» What is expected
Copy out everything in the data below, from the line containing "Task: Tag the car wheel" down to the end, character for character.

» Records shown
★ ★ ★ ★ ★ ★ ★

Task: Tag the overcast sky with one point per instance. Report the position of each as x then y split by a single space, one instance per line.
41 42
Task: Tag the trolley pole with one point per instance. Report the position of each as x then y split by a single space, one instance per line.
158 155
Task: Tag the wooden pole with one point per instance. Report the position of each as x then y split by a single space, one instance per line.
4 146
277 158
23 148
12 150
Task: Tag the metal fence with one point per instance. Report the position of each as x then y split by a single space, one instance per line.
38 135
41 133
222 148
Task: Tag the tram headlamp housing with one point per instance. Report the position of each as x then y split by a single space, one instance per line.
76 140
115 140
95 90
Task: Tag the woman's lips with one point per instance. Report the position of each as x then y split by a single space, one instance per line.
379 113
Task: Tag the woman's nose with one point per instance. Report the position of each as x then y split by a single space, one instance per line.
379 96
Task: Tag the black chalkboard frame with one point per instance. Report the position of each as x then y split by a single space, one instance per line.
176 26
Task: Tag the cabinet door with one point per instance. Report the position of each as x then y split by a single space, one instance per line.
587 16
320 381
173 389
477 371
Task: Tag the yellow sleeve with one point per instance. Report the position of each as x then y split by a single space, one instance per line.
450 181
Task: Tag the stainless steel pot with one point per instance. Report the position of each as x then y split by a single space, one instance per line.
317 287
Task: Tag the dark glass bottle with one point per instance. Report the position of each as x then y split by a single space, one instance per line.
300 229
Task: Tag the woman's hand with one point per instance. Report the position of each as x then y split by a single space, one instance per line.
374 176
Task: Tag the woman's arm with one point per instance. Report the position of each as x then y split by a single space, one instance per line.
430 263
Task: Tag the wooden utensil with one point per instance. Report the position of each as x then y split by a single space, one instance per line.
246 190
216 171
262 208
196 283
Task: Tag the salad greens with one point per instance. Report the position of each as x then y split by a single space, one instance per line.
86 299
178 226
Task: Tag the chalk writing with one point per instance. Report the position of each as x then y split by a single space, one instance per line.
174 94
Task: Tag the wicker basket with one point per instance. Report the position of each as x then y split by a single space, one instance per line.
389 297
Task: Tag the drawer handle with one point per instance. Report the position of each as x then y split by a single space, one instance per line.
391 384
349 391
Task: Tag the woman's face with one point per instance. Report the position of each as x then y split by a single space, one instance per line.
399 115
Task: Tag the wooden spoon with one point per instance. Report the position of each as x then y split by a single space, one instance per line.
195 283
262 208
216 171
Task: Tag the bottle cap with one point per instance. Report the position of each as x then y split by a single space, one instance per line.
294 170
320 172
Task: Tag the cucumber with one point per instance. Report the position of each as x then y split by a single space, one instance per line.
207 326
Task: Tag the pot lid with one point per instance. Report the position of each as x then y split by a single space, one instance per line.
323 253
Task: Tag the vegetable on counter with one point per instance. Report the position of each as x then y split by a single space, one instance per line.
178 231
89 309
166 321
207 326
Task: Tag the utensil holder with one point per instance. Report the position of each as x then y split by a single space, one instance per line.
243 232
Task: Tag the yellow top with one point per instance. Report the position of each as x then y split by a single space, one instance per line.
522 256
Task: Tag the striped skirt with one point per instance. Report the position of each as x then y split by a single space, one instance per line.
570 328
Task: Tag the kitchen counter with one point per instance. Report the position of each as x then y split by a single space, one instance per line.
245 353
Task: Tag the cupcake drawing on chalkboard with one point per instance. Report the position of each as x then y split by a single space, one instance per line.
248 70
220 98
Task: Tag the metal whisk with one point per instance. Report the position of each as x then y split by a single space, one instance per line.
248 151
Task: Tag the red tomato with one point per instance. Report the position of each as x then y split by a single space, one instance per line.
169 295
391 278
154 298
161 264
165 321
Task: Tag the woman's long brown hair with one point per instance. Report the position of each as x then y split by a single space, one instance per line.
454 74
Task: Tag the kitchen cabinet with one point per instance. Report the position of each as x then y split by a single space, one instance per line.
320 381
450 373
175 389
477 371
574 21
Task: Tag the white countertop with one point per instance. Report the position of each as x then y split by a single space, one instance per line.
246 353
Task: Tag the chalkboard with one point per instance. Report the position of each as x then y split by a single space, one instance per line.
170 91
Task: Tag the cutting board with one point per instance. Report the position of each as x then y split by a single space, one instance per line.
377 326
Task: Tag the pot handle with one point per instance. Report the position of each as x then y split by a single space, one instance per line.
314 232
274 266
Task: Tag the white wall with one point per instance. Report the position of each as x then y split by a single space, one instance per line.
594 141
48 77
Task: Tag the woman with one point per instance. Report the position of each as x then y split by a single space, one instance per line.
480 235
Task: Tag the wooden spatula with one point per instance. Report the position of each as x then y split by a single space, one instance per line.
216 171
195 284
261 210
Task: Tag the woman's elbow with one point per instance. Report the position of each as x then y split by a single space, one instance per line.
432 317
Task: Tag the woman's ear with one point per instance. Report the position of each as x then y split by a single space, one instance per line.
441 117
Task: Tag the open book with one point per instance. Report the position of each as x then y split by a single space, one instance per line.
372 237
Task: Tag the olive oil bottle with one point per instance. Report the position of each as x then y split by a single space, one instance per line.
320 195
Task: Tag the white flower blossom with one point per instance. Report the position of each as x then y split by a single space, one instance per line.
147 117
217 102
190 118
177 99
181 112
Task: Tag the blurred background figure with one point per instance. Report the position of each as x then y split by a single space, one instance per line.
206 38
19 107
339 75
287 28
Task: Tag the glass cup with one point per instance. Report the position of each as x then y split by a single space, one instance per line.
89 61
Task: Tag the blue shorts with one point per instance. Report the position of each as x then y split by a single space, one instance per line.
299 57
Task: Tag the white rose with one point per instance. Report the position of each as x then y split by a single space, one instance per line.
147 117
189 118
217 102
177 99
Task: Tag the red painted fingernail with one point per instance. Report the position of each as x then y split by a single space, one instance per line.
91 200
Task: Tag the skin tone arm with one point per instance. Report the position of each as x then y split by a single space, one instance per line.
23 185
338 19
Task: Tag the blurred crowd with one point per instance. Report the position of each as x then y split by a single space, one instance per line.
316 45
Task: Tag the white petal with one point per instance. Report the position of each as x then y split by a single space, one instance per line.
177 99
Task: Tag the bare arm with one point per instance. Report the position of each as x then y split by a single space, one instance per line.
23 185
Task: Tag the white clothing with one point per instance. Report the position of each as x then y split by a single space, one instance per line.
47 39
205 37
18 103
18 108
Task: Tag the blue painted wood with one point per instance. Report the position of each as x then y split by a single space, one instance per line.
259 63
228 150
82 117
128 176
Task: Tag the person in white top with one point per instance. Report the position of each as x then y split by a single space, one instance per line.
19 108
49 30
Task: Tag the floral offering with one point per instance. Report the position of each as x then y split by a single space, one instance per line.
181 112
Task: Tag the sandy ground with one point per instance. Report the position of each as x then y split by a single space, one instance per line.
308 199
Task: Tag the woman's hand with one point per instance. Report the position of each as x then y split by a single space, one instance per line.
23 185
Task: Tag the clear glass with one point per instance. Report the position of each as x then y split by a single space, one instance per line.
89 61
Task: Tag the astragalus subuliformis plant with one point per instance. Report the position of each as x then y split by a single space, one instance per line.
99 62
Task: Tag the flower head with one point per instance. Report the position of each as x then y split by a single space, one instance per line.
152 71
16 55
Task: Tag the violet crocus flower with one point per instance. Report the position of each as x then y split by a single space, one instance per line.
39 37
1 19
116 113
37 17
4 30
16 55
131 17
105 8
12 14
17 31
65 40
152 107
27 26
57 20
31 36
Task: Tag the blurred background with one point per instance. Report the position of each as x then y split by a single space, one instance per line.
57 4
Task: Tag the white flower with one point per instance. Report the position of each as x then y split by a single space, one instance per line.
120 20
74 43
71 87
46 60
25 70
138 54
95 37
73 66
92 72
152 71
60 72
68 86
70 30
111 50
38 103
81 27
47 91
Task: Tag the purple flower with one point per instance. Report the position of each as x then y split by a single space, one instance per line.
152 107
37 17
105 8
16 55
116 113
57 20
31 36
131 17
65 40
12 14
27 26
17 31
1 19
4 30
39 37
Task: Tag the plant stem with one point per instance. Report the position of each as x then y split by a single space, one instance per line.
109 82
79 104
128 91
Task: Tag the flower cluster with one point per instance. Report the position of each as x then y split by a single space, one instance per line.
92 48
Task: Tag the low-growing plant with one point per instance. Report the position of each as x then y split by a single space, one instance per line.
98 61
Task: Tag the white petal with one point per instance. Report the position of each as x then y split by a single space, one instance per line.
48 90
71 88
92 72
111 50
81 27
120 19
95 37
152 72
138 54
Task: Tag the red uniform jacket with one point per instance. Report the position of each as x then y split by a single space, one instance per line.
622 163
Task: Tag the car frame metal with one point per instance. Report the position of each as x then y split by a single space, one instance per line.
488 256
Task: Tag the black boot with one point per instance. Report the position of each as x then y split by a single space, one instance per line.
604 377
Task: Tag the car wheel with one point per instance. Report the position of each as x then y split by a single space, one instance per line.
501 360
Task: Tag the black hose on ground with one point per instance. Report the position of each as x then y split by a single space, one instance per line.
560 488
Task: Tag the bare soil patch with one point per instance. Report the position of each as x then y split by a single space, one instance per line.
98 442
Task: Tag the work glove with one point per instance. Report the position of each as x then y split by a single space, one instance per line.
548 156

★ ★ ★ ★ ★ ★ ★

» Completed exercise
Task: Tag the car wheel with one point per instance. Report the position of each as x then y split by a single space, one instance per line.
501 360
Task: Tag the black hose on ground with one point per instance. Report the position of each as x then y split by a single space, one instance per line.
560 488
Task: Tag the bare soil patch with one point per instance. Report the position of each as x then y split by a single space, one instance per line.
98 442
Task: Tag the work glove with one point per instance. Report the position of each as x then y split by a single space, one instance per line.
548 156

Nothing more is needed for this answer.